WAT WORDT GEVRAAGD ::
Beantwoord met behulp van de tekst over de financiële markten in 2018 de volgende vragen.
(a) Hoeveel procent lag Netflix onder zijn piek?
(b) Wat is er volgens het International Institute of Finance sinds Lehman met de schuldenberg van overheden, bedrijven en huishoudens gebeurd?
(c) Waar lag de prijs van ruwe olie in de zomer nog?

Zo viel in de loop van 2018 de enorme monetaire steun langzaam weg, of werd het intrekken daarvan afgekondigd. Net nu de twijfel toesloeg of het einde van de hoogconjunctuur nabij was. De begrotingsimpuls van Trump zou in de loop van 2019 uitgewerkt raken. Europa werd geschokt door een veel slechter dan verwacht derde kwartaal, waarbij later bleek dat de Duitse economie was gekrompen. De prijs van ruwe olie, in de zomer nog nabij 80 dollar per vat, begon aan een glijvlucht naar vlakbij de 50 dollar. Beloften van OPEC om de productie te verlagen stuitten die niet. In de Verenigde Staten werd veel betekenis toegekend aan het zogenoemde omdraaien van de rentestructuur. Deze inverted yield curve, waarbij de rente op langer lopende staatsleningen even onder de rente van korter lopende leningen dook, wordt gezien als een mogelijke voorbode van een recessie.

Grootste groeiers, grootste dalers

Het waren dan ook vooral groei-aandelen die het in de tweede helft van het jaar zwaar te verduren hadden op de beurs. Kijk naar Facebook, Apple, Amazon, Netflix en Google, de FAANG’s. Allemaal een record in de zomer, allemaal diep gevallen: Alphabet (moeder van Google) min 18 procent ten opzichte van de piek; Amazon min 28 procent; Apple min 32; Facebook min 38; en Netflix min 39 procent.

De overgang van een opgaande conjunctuur mét monetaire stimulering naar een afvlakkende conjunctuur zónder zou altijd al lastig zijn geweest. Politieke onzekerheid maakte het nog moeilijker. Er was de lang uitgesponnen handelsoorlog tussen de VS en China, die nog lang niet ten einde is. Het nog steeds sluimerende conflict tussen de VS en de EU, de onzekere positie van de VS in de NAVO. Er kwam een nieuwe Italiaanse regering van rechts- en linkspopulisten die de kont tegen de krib gooide in Brussel. Er was onenigheid tussen de VS en de EU over de sancties tegen Iran, waarop Brussel suggereerde een eigen betaalsysteem op te zetten waarin de Amerikaanse dollar (drager van de sancties) geen rol speelt. En er was Brexit, waarbij het Verenigd Koninkrijk en de EU nog steeds kunnen afstevenen op een harde breuk.

Alles komt aan op vertrouwen

Dat maakte vertrouwen een steeds schaarser goed op de financiële markten in 2018. Beleggers weten graag een beetje waar ze aan toe zijn. Nu kijken ze 2019 in en zien een groeiend aantal onzekerheden. Het trefwoord hier is: schuld. Volgens het International Institute of Finance is de schuldenberg van overheden, bedrijven en huishoudens alleen maar verder gegroeid sinds Lehman. Het vriendelijke monetaire beleid met zijn lage rentes heeft dat allemaal mogelijk gemaakt. Maar wat als die rentes gaan stijgen? Of andersom: hoeveel munitie hebben centrale banken over als de laagconjunctuur toeslaat? Ruimte om de rente te verlagen is er niet of nauwelijks. De balansen van de Amerikaanse, Europese en Japanse centrale bank staan nog vol aangekochte leningen die eigenlijk eerst hadden moeten worden geloosd.

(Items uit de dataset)
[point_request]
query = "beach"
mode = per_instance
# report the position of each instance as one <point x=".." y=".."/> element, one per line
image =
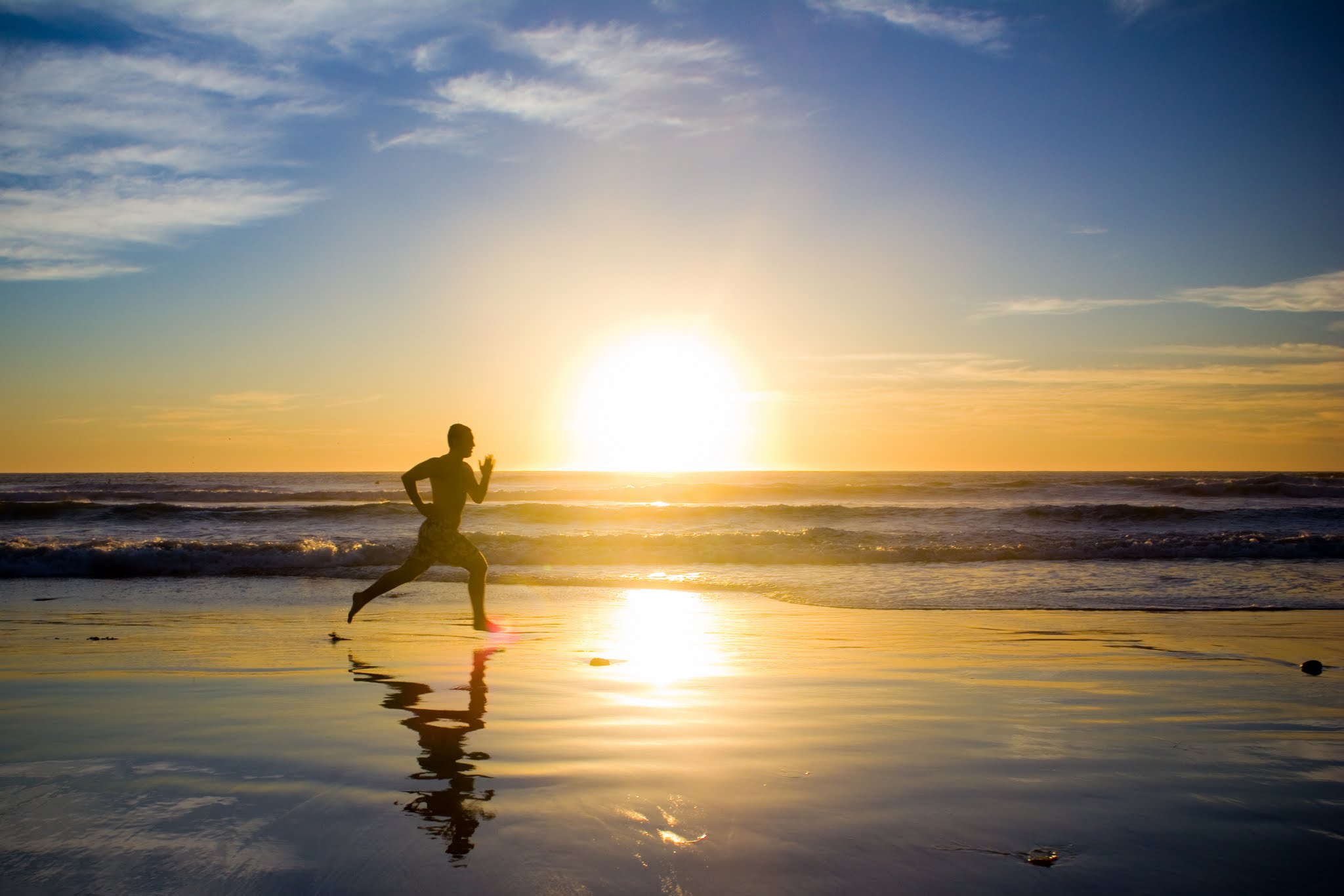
<point x="644" y="741"/>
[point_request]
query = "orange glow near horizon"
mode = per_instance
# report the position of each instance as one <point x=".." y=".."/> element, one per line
<point x="663" y="402"/>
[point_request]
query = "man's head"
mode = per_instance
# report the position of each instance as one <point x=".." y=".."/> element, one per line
<point x="460" y="439"/>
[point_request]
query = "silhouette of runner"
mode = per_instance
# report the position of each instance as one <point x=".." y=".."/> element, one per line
<point x="452" y="481"/>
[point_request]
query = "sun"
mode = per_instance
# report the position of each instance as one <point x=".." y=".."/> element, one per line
<point x="662" y="402"/>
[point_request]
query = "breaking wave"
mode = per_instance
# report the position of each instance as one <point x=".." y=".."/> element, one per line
<point x="110" y="558"/>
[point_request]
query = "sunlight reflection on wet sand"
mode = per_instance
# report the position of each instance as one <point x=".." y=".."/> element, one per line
<point x="733" y="744"/>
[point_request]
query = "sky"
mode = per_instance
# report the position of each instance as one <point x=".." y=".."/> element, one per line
<point x="679" y="234"/>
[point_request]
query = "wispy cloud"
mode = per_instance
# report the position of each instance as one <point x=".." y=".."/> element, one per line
<point x="1284" y="351"/>
<point x="1276" y="398"/>
<point x="967" y="27"/>
<point x="1320" y="293"/>
<point x="1132" y="10"/>
<point x="601" y="82"/>
<point x="105" y="151"/>
<point x="257" y="399"/>
<point x="273" y="27"/>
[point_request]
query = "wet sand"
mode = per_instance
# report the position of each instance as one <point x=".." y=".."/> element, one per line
<point x="730" y="744"/>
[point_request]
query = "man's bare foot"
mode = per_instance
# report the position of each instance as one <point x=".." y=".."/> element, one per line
<point x="356" y="603"/>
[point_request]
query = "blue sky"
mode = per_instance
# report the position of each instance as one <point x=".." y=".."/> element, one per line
<point x="1089" y="233"/>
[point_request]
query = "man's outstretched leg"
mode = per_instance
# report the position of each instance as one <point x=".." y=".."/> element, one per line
<point x="476" y="590"/>
<point x="409" y="571"/>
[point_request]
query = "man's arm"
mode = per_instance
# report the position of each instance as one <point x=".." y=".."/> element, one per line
<point x="478" y="489"/>
<point x="421" y="470"/>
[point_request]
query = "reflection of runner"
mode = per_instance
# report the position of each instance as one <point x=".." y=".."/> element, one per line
<point x="456" y="812"/>
<point x="452" y="481"/>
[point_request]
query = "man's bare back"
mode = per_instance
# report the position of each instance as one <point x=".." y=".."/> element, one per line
<point x="440" y="540"/>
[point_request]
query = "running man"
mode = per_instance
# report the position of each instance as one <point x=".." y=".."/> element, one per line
<point x="452" y="481"/>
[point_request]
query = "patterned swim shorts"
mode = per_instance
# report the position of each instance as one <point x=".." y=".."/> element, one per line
<point x="440" y="543"/>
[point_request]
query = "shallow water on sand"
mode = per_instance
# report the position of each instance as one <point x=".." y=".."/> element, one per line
<point x="223" y="743"/>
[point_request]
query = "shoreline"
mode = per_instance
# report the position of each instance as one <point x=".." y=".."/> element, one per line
<point x="732" y="743"/>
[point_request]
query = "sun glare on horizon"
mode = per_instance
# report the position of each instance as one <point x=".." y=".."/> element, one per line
<point x="663" y="402"/>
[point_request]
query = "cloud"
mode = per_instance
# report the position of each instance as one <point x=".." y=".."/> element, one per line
<point x="1284" y="351"/>
<point x="1268" y="399"/>
<point x="1132" y="10"/>
<point x="104" y="151"/>
<point x="257" y="399"/>
<point x="272" y="27"/>
<point x="600" y="82"/>
<point x="1320" y="293"/>
<point x="1260" y="366"/>
<point x="967" y="27"/>
<point x="432" y="55"/>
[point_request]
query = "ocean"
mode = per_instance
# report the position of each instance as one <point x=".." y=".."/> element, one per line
<point x="869" y="540"/>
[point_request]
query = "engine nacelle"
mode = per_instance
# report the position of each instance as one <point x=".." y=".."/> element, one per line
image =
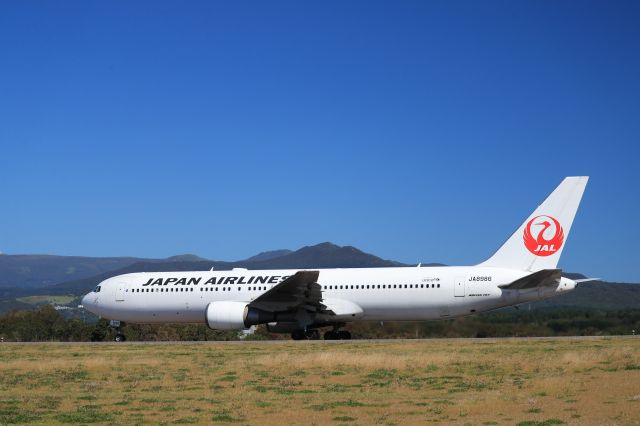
<point x="228" y="315"/>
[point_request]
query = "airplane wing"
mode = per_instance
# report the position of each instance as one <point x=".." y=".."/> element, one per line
<point x="300" y="290"/>
<point x="543" y="278"/>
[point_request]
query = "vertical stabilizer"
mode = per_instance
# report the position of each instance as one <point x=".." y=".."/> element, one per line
<point x="539" y="241"/>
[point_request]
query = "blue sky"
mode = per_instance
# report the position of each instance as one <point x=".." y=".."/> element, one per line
<point x="416" y="131"/>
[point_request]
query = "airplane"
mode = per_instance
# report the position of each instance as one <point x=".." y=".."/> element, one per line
<point x="300" y="302"/>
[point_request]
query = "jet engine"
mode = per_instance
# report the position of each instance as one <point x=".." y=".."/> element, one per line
<point x="228" y="315"/>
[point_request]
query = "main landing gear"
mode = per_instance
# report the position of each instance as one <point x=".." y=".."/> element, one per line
<point x="313" y="334"/>
<point x="116" y="325"/>
<point x="337" y="335"/>
<point x="305" y="335"/>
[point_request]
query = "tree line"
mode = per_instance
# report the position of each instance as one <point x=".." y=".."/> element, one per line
<point x="47" y="324"/>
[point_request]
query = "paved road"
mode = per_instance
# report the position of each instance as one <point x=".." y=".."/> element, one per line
<point x="337" y="342"/>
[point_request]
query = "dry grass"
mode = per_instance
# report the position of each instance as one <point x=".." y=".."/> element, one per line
<point x="406" y="382"/>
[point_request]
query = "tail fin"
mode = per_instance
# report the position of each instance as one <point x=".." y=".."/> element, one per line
<point x="538" y="242"/>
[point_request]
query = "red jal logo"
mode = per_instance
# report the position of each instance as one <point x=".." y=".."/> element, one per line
<point x="539" y="245"/>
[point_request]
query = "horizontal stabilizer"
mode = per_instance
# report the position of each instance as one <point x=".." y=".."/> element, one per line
<point x="544" y="278"/>
<point x="586" y="280"/>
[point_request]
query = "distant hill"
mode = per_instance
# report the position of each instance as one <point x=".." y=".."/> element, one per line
<point x="596" y="295"/>
<point x="268" y="255"/>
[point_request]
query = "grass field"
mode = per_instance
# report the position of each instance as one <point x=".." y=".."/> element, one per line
<point x="477" y="382"/>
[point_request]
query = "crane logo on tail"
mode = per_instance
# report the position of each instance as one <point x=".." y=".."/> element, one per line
<point x="537" y="233"/>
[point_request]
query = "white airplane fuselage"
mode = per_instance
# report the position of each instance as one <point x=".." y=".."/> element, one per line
<point x="402" y="293"/>
<point x="523" y="269"/>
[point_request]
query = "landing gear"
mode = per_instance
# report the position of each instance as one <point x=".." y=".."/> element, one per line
<point x="337" y="335"/>
<point x="120" y="337"/>
<point x="305" y="335"/>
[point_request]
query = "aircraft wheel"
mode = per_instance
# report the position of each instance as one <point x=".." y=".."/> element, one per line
<point x="298" y="335"/>
<point x="344" y="335"/>
<point x="312" y="335"/>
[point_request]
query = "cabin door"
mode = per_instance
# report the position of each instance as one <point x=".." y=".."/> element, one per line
<point x="459" y="287"/>
<point x="120" y="292"/>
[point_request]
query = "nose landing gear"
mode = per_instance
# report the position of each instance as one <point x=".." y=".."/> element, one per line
<point x="116" y="325"/>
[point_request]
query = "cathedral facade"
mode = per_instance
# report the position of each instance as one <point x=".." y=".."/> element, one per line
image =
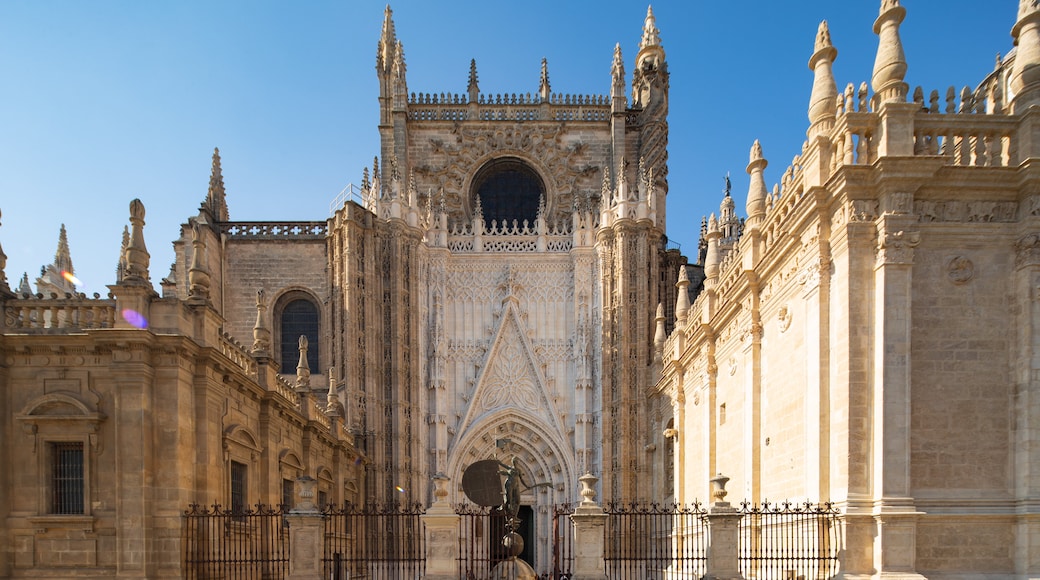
<point x="501" y="286"/>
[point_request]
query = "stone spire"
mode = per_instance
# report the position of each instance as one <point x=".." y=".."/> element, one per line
<point x="756" y="189"/>
<point x="136" y="255"/>
<point x="825" y="90"/>
<point x="618" y="75"/>
<point x="198" y="273"/>
<point x="659" y="335"/>
<point x="57" y="278"/>
<point x="1024" y="82"/>
<point x="473" y="88"/>
<point x="651" y="35"/>
<point x="543" y="85"/>
<point x="651" y="73"/>
<point x="3" y="271"/>
<point x="62" y="259"/>
<point x="890" y="64"/>
<point x="216" y="203"/>
<point x="303" y="368"/>
<point x="121" y="268"/>
<point x="386" y="54"/>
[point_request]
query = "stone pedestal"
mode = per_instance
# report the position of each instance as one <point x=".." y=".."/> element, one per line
<point x="442" y="534"/>
<point x="725" y="523"/>
<point x="590" y="522"/>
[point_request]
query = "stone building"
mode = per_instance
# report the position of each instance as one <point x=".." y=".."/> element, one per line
<point x="867" y="336"/>
<point x="501" y="286"/>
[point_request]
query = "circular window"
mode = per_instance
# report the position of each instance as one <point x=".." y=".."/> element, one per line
<point x="509" y="189"/>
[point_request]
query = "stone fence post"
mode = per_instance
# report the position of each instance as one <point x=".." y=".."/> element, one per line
<point x="590" y="521"/>
<point x="442" y="533"/>
<point x="724" y="521"/>
<point x="306" y="531"/>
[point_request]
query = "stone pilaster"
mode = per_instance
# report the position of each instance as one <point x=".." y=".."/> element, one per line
<point x="893" y="507"/>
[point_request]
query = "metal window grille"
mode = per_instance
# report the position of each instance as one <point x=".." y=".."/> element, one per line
<point x="238" y="474"/>
<point x="67" y="478"/>
<point x="288" y="494"/>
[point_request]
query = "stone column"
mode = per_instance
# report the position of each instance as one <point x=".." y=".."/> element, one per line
<point x="442" y="533"/>
<point x="306" y="532"/>
<point x="724" y="521"/>
<point x="589" y="521"/>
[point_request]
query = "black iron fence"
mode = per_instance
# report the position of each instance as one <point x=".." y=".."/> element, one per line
<point x="653" y="541"/>
<point x="236" y="545"/>
<point x="374" y="542"/>
<point x="785" y="541"/>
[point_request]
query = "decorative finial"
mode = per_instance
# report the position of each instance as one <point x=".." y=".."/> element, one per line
<point x="651" y="35"/>
<point x="756" y="189"/>
<point x="473" y="88"/>
<point x="261" y="334"/>
<point x="682" y="297"/>
<point x="136" y="255"/>
<point x="825" y="90"/>
<point x="889" y="64"/>
<point x="543" y="86"/>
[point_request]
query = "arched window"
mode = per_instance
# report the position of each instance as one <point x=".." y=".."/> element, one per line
<point x="509" y="189"/>
<point x="300" y="317"/>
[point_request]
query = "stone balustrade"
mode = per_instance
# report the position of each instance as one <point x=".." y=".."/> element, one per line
<point x="71" y="313"/>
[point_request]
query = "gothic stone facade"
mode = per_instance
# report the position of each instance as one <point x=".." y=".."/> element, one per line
<point x="501" y="288"/>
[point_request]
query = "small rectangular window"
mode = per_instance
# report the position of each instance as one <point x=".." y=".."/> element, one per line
<point x="238" y="488"/>
<point x="67" y="478"/>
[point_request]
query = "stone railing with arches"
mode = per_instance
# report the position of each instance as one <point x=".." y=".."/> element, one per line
<point x="514" y="237"/>
<point x="510" y="107"/>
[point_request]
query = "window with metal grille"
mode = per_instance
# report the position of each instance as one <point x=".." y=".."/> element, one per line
<point x="238" y="486"/>
<point x="300" y="317"/>
<point x="67" y="478"/>
<point x="288" y="494"/>
<point x="509" y="189"/>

ANTWOORDRUIMTE ::
(a) 39 procent.
(b) Die is alleen maar verder gegroeid.
(c) Nabij 80 dollar per vat.